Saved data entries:
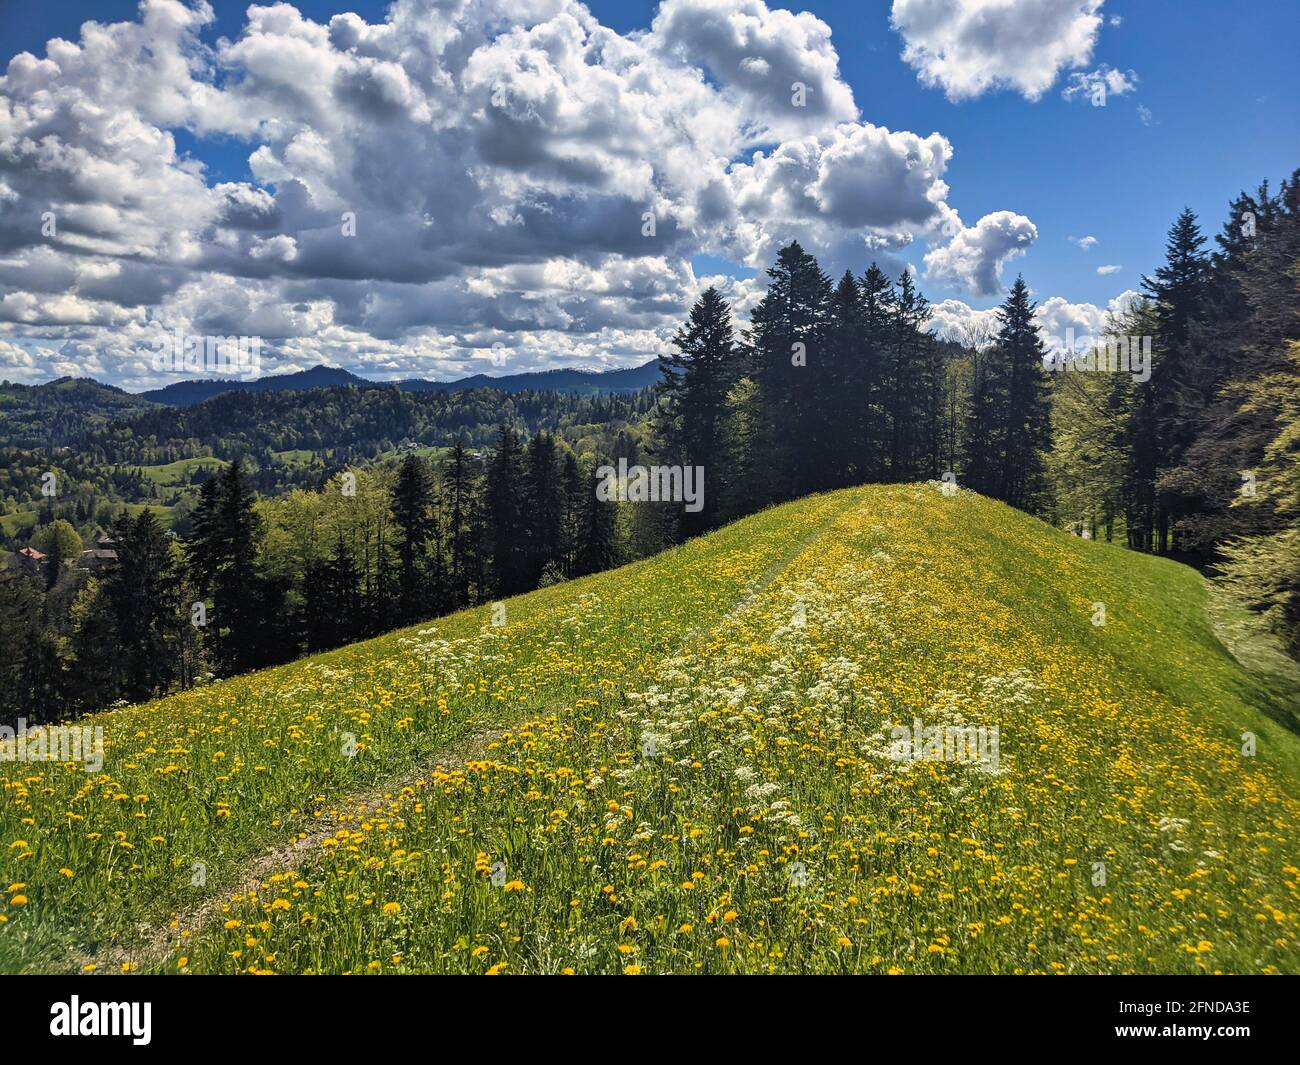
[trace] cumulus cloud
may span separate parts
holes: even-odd
[[[1049,351],[1083,351],[1106,335],[1112,319],[1124,314],[1140,296],[1129,289],[1107,302],[1071,303],[1062,296],[1052,296],[1038,304],[1035,321],[1042,331]]]
[[[946,244],[925,255],[926,276],[965,288],[976,296],[1001,291],[1002,267],[1023,255],[1038,229],[1022,214],[995,211],[974,226],[961,227]]]
[[[663,0],[650,31],[659,51],[706,71],[750,117],[755,139],[797,136],[858,117],[831,28],[763,0]]]
[[[1116,265],[1116,264],[1114,264],[1114,263],[1108,263],[1108,264],[1105,265],[1105,266],[1099,266],[1099,267],[1097,267],[1097,273],[1099,273],[1099,274],[1101,274],[1103,277],[1105,277],[1107,274],[1118,274],[1118,273],[1119,273],[1121,270],[1123,270],[1123,269],[1124,269],[1124,267],[1122,267],[1122,266],[1118,266],[1118,265]]]
[[[1116,316],[1125,314],[1141,294],[1128,289],[1109,300],[1105,307],[1095,303],[1071,303],[1063,296],[1051,296],[1034,308],[1047,350],[1083,351],[1104,337]],[[962,300],[948,299],[930,307],[927,328],[945,340],[983,347],[998,331],[998,308],[977,310]]]
[[[983,348],[998,331],[998,309],[976,310],[962,300],[940,300],[930,305],[929,332],[942,340]]]
[[[962,230],[948,140],[867,121],[831,28],[763,0],[665,0],[628,35],[575,0],[213,22],[143,0],[0,77],[0,339],[38,366],[156,384],[156,323],[261,336],[271,370],[473,372],[494,343],[625,365],[716,280],[703,252],[897,273],[921,240],[986,291],[1033,239],[1010,212]],[[216,139],[243,180],[209,173]],[[762,286],[725,288],[743,313]]]
[[[1092,58],[1104,0],[894,0],[903,59],[950,100],[1009,88],[1037,100]]]
[[[1071,237],[1070,240],[1079,245],[1084,251],[1090,251],[1097,244],[1097,238],[1093,236]]]

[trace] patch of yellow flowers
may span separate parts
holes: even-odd
[[[662,653],[627,653],[601,584],[575,618],[610,635],[575,656],[578,689],[536,689],[484,757],[342,814],[334,845],[232,900],[239,925],[191,930],[189,968],[1300,969],[1296,782],[1128,642],[1160,626],[1129,570],[1167,563],[924,486],[772,513],[784,552],[746,524],[709,538],[734,571],[663,565]],[[996,727],[997,763],[898,760],[891,729],[917,719]]]
[[[30,934],[5,953],[24,923],[183,913],[328,815],[154,967],[1295,972],[1300,787],[1162,687],[1193,653],[1155,605],[1169,565],[855,489],[505,626],[485,607],[102,715],[103,774],[0,775],[0,962],[30,964]],[[900,760],[914,722],[997,728],[999,758]]]

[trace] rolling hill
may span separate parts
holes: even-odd
[[[594,395],[602,392],[635,392],[659,379],[655,360],[625,370],[540,370],[490,377],[474,374],[455,381],[428,381],[406,378],[400,381],[371,381],[365,377],[331,366],[313,366],[297,373],[260,377],[253,381],[193,380],[178,381],[164,388],[141,392],[139,398],[171,407],[188,407],[225,392],[300,392],[312,388],[335,388],[354,385],[359,388],[398,388],[403,392],[465,392],[490,388],[502,392],[576,392]]]
[[[808,497],[0,763],[0,968],[1294,973],[1295,692],[1205,600]]]

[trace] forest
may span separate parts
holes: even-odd
[[[145,700],[874,482],[955,483],[1189,562],[1300,654],[1300,173],[1236,197],[1213,240],[1174,220],[1107,327],[1149,342],[1143,380],[1088,352],[1071,354],[1089,371],[1054,372],[1024,278],[995,328],[941,339],[908,271],[832,279],[792,243],[768,275],[747,323],[706,290],[640,393],[341,388],[27,417],[10,492],[35,498],[51,456],[82,491],[42,504],[23,536],[44,559],[0,580],[4,714]],[[267,476],[297,451],[313,461]],[[100,506],[148,498],[133,465],[201,457],[220,461],[191,471],[179,526]],[[703,506],[602,498],[618,459],[703,467]],[[79,565],[110,515],[115,560]]]

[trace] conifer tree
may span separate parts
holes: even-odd
[[[691,536],[716,524],[727,392],[740,369],[731,309],[716,288],[696,300],[673,349],[659,357],[656,453],[670,464],[704,467],[703,509],[680,517],[680,534]]]
[[[393,521],[397,525],[397,612],[405,622],[435,613],[427,564],[436,532],[433,512],[434,480],[429,463],[407,455],[393,487]]]
[[[828,391],[830,279],[796,241],[782,248],[768,270],[767,293],[750,315],[752,376],[760,424],[753,440],[751,509],[812,491],[820,480],[820,450],[812,438],[819,404]]]
[[[515,595],[529,587],[528,522],[523,448],[509,425],[497,433],[488,463],[484,511],[495,594]]]

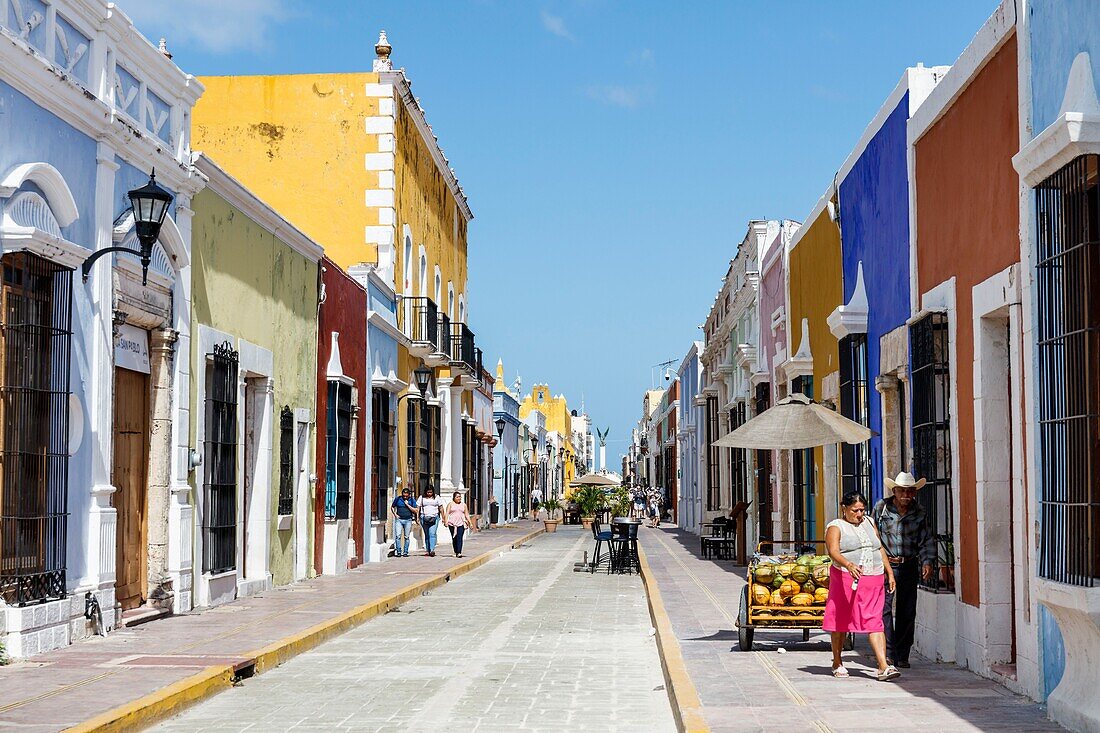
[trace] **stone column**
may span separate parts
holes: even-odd
[[[173,365],[179,334],[160,328],[149,338],[148,597],[171,604],[168,585],[168,514],[171,503]]]
[[[462,445],[462,387],[454,383],[450,386],[451,392],[451,480],[454,482],[454,491],[466,491],[466,483],[462,475],[462,461],[465,457]]]
[[[441,443],[439,452],[439,491],[447,495],[455,491],[458,487],[454,478],[453,433],[455,432],[455,426],[462,424],[461,420],[455,420],[451,414],[451,402],[458,402],[461,405],[461,400],[454,400],[451,394],[451,381],[450,379],[436,380],[436,385],[438,385],[437,394],[439,395],[440,401],[439,416],[442,421],[439,429],[439,440]],[[461,394],[462,393],[459,392],[459,395]],[[462,432],[459,430],[460,437],[461,434]],[[461,476],[461,461],[458,465],[458,475]]]
[[[882,395],[882,470],[884,476],[896,476],[904,470],[901,466],[901,441],[905,440],[900,429],[901,406],[898,399],[898,378],[893,374],[875,377],[875,389]]]

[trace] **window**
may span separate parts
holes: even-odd
[[[478,513],[477,431],[470,423],[462,423],[462,483],[466,487],[466,503],[470,514]]]
[[[347,519],[351,499],[352,386],[328,383],[325,418],[325,519]]]
[[[202,569],[237,567],[237,352],[226,342],[207,355]]]
[[[408,401],[406,429],[408,435],[408,486],[417,496],[423,495],[430,483],[439,490],[440,445],[438,405],[419,398]]]
[[[745,403],[738,402],[730,410],[730,432],[745,424]],[[733,504],[748,501],[748,451],[744,448],[730,448],[730,486],[733,491]]]
[[[871,427],[867,395],[867,334],[857,333],[840,340],[840,414]],[[903,464],[904,465],[904,464]],[[871,445],[840,445],[840,493],[858,491],[871,499]]]
[[[791,385],[792,392],[801,392],[814,398],[814,378],[797,377]],[[794,538],[797,541],[817,539],[817,503],[814,486],[814,449],[791,451],[794,464],[791,483],[794,489]]]
[[[1035,190],[1039,574],[1080,586],[1100,578],[1098,184],[1100,156],[1087,155]]]
[[[931,313],[909,328],[913,370],[913,468],[927,479],[917,499],[936,540],[930,590],[955,591],[954,507],[951,501],[951,410],[947,316]],[[948,570],[939,572],[940,565]]]
[[[756,414],[771,407],[771,389],[768,384],[756,385]],[[772,539],[772,452],[756,451],[756,509],[760,513],[757,527],[760,539]]]
[[[294,513],[294,413],[289,405],[279,415],[279,514]]]
[[[0,258],[0,600],[65,596],[72,271]]]
[[[389,511],[389,492],[393,481],[393,413],[390,393],[379,387],[371,390],[371,481],[374,489],[374,519],[385,521]]]
[[[718,461],[721,460],[721,448],[714,445],[718,440],[718,398],[707,396],[707,511],[716,512],[722,508],[721,486],[718,479]]]

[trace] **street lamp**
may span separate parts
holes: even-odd
[[[130,210],[134,215],[134,232],[137,234],[141,249],[133,250],[129,247],[106,247],[97,250],[91,257],[84,260],[80,266],[80,273],[84,276],[84,282],[88,282],[88,273],[96,260],[112,252],[129,252],[141,258],[141,284],[149,282],[149,262],[153,259],[153,245],[160,236],[160,228],[164,224],[164,217],[168,213],[168,206],[172,203],[172,194],[157,183],[156,171],[149,174],[149,182],[141,188],[135,188],[127,196],[130,197]]]
[[[432,370],[428,367],[419,367],[413,372],[413,379],[416,380],[416,388],[420,390],[421,397],[427,397],[428,385],[432,381]]]
[[[497,423],[497,438],[503,440],[504,439],[504,418],[503,417],[498,417],[496,419],[496,423]]]

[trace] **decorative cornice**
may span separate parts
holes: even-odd
[[[867,289],[863,284],[863,260],[856,265],[856,285],[845,305],[838,305],[825,322],[833,336],[842,339],[856,333],[867,333]]]
[[[802,319],[802,342],[794,356],[783,364],[788,379],[808,377],[814,373],[814,357],[810,352],[810,319]]]

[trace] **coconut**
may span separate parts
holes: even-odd
[[[757,583],[771,585],[772,579],[775,578],[775,565],[772,563],[760,565],[753,572],[752,576],[756,578]]]
[[[829,600],[829,589],[818,588],[814,591],[814,603],[824,603]]]
[[[809,593],[798,593],[791,598],[792,606],[809,606],[814,602],[814,597]]]
[[[813,569],[814,583],[822,588],[829,587],[829,565],[818,565]]]
[[[771,605],[773,605],[773,606],[786,605],[786,601],[783,600],[783,596],[777,590],[772,591]]]
[[[807,580],[805,583],[802,584],[803,593],[813,593],[816,590],[817,586],[814,585],[814,582],[812,580]]]
[[[776,573],[775,577],[772,578],[772,590],[779,590],[785,582],[787,582],[787,576]]]
[[[805,583],[810,579],[810,568],[806,565],[795,565],[794,570],[787,574],[796,583]]]
[[[752,586],[752,603],[754,606],[766,606],[771,601],[772,592],[766,585],[754,583]]]
[[[783,585],[779,586],[779,595],[783,596],[784,598],[790,598],[791,596],[797,595],[801,591],[802,586],[800,586],[793,580],[785,580],[783,581]]]
[[[814,559],[814,557],[815,557],[814,555],[801,555],[794,562],[795,562],[795,565],[809,565],[810,562]]]
[[[791,562],[785,562],[775,569],[775,571],[784,578],[788,577],[792,570],[794,570],[794,563]]]

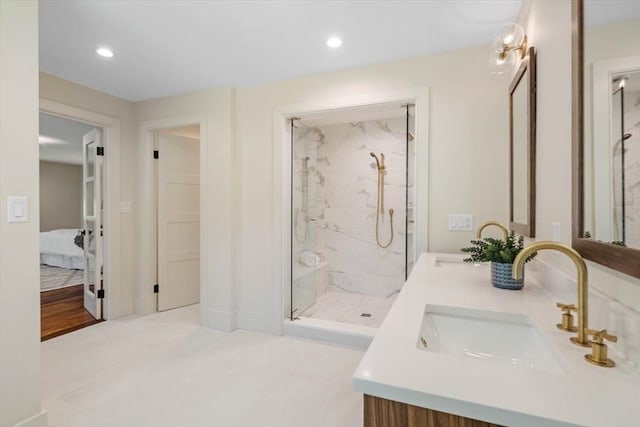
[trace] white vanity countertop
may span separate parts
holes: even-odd
[[[541,287],[525,281],[520,291],[497,289],[487,265],[436,265],[443,258],[463,257],[420,256],[354,374],[356,391],[509,426],[640,426],[638,372],[612,351],[614,368],[587,363],[591,349],[570,343],[575,333],[556,328],[560,310]],[[426,304],[526,315],[564,359],[566,372],[421,350]]]

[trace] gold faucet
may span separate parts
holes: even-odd
[[[480,227],[478,227],[478,233],[476,234],[476,237],[478,239],[481,239],[482,238],[482,230],[484,230],[485,228],[487,228],[490,225],[495,225],[500,230],[502,230],[502,234],[504,234],[504,240],[507,240],[507,237],[509,237],[509,230],[507,230],[507,227],[505,227],[504,225],[502,225],[502,224],[500,224],[499,222],[496,222],[496,221],[487,221],[484,224],[482,224]]]
[[[516,259],[513,260],[513,278],[516,280],[522,278],[525,260],[533,252],[543,249],[553,249],[562,252],[576,265],[576,269],[578,270],[578,336],[571,337],[571,342],[583,347],[591,347],[591,341],[587,339],[587,332],[589,330],[587,265],[578,252],[558,242],[541,241],[532,243],[521,250],[518,256],[516,256]]]

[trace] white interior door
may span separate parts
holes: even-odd
[[[200,141],[158,138],[158,310],[200,301]]]
[[[82,138],[82,227],[84,233],[84,308],[102,319],[102,143],[100,131]],[[100,148],[100,150],[99,150]]]

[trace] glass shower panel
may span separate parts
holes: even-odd
[[[622,182],[624,176],[624,169],[622,168],[622,162],[624,153],[622,150],[623,143],[623,101],[624,101],[624,88],[620,88],[612,95],[612,112],[611,123],[613,124],[613,152],[612,154],[612,167],[613,167],[613,240],[622,241],[624,239],[624,191]]]
[[[408,105],[406,110],[407,123],[407,239],[405,247],[405,280],[409,277],[416,261],[416,115],[415,106]]]
[[[318,296],[316,272],[316,158],[313,133],[291,120],[291,320],[311,307]]]

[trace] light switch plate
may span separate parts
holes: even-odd
[[[473,231],[473,215],[449,215],[449,231]]]
[[[7,198],[7,222],[29,222],[29,198]]]

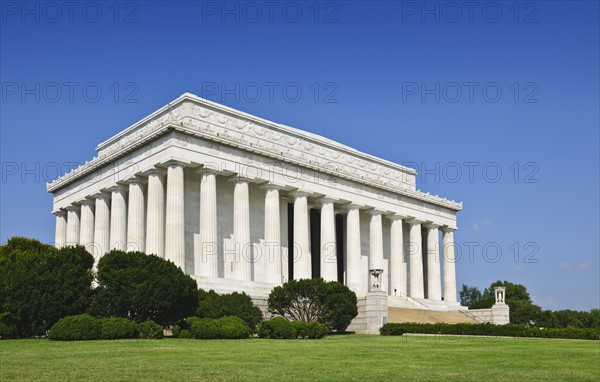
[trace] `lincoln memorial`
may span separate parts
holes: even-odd
[[[358,332],[391,307],[461,309],[462,203],[417,190],[411,168],[189,93],[96,150],[47,185],[59,247],[156,254],[263,309],[288,280],[339,281]]]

◆ **What is being asked**
From the line with "[trace] light switch plate" down to the last line of the records above, restate each line verbatim, passing over any picture.

◆ **Exercise solution**
[trace] light switch plate
may span separate parts
holes: even-odd
[[[473,231],[473,215],[449,215],[449,231]]]
[[[7,198],[7,222],[29,222],[29,198]]]

[trace] `lincoln memorial`
may span separate parts
holes: even-odd
[[[358,332],[391,307],[461,309],[462,203],[417,190],[411,168],[189,93],[96,150],[47,185],[59,247],[156,254],[263,309],[288,280],[339,281]]]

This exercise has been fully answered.